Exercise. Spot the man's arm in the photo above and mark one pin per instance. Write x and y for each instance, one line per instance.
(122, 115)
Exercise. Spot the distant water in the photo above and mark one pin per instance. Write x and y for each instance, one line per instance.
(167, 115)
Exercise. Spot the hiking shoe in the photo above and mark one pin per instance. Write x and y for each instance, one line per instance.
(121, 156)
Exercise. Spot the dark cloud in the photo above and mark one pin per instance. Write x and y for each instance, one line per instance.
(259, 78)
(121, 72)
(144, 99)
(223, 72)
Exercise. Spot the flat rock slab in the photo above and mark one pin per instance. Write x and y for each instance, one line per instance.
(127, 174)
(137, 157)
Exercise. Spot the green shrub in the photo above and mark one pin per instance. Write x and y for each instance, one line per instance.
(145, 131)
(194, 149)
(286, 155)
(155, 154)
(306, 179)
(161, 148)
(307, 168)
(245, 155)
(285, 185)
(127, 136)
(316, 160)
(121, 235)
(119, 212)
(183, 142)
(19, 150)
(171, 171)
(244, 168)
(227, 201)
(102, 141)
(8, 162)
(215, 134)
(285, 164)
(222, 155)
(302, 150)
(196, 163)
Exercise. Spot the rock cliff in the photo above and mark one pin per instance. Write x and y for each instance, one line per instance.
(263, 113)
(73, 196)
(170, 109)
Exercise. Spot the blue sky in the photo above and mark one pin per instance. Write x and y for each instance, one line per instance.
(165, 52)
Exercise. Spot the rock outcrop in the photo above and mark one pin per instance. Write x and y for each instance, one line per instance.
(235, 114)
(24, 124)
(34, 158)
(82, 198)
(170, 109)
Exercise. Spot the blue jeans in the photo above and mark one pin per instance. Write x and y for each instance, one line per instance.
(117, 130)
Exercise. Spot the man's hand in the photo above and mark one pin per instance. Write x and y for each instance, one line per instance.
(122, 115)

* What you need to do: Repeat the listing above without any change.

* Solution to this problem:
Exercise. Spot the man's arm in the photo above and mark one pin per instance. Write x and y for each instance, one line per instance.
(122, 115)
Exercise. Spot the distant water in the photo above and mark one pin per instance. Write x and y for each instance, one line per instance.
(167, 115)
Exercise. Spot the hiking shoe in the photo above and mark one pin per instance. Write x and y for each instance, one line per instance.
(121, 156)
Exercise. Spot the dark cloud in the photo above and mark one pin per instance. Write x and y for each instance, one line per instance.
(259, 78)
(121, 72)
(144, 99)
(223, 72)
Exercise. Spot the flat rock slab in the photo above and mark one pin per instance. Write x and y for each instance, one line per instance.
(127, 174)
(137, 157)
Exercise. Spot the green shrub in the photo above and mark one pin per instance. Write x and y for each instance, one line per instance.
(145, 131)
(194, 149)
(286, 155)
(155, 154)
(306, 179)
(161, 148)
(307, 168)
(245, 155)
(285, 185)
(127, 136)
(316, 160)
(121, 235)
(119, 212)
(183, 142)
(19, 150)
(171, 171)
(244, 168)
(227, 201)
(102, 141)
(8, 162)
(215, 134)
(285, 164)
(222, 155)
(302, 150)
(196, 163)
Exercise. Spot the rock cliff in the photo above and mark one pin per instance. Write x and y for each instance, one line per instance.
(263, 113)
(73, 196)
(170, 109)
Exercise. Spot the blue sky in the photo above and mark one pin per instance. Write x and y for each instance, one line per instance.
(165, 52)
Exercise. Spot the rock outcrop in the photo above and mark one pin per instance. Write x and y for each instance, one line per instance.
(235, 114)
(24, 124)
(34, 158)
(82, 198)
(170, 109)
Exercise. Spot the blue jeans in the photo above and mark one pin per instance. Write x and y for each instance, one line per instance.
(117, 130)
Exercise. Spot the man's hand in the photo above and mark one pin per instance. Write x and y for each instance, one line per instance.
(122, 115)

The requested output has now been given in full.